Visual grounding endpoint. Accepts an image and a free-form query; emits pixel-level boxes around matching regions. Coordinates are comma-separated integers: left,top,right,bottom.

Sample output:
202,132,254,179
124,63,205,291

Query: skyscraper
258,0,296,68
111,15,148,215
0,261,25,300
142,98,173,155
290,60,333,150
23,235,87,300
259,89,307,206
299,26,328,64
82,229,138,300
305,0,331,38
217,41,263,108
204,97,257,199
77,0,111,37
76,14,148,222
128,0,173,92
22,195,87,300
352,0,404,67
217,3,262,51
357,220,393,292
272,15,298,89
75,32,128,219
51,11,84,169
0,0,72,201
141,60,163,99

*YOUR OBJECTIVE*: Copy the listing exactly.

*OUTPUT OF THE TASK*:
Visual grounding endpoint. Accepts an image and a free-form query; emits pixel-level boxes around matching regions. Coordinates are comma-separated integers: left,top,right,bottom.

Sample output:
202,132,254,179
124,63,205,291

Query: skyscraper
258,0,296,68
111,15,148,215
0,261,25,300
142,98,173,155
290,60,333,150
23,235,87,300
259,89,307,206
299,26,328,64
82,229,138,300
305,0,331,38
217,41,263,108
204,97,257,199
77,0,111,37
76,14,148,222
128,0,173,92
22,195,87,300
352,0,404,67
217,3,262,51
357,220,393,292
272,15,298,89
75,32,128,219
51,11,84,169
0,0,72,201
141,60,163,99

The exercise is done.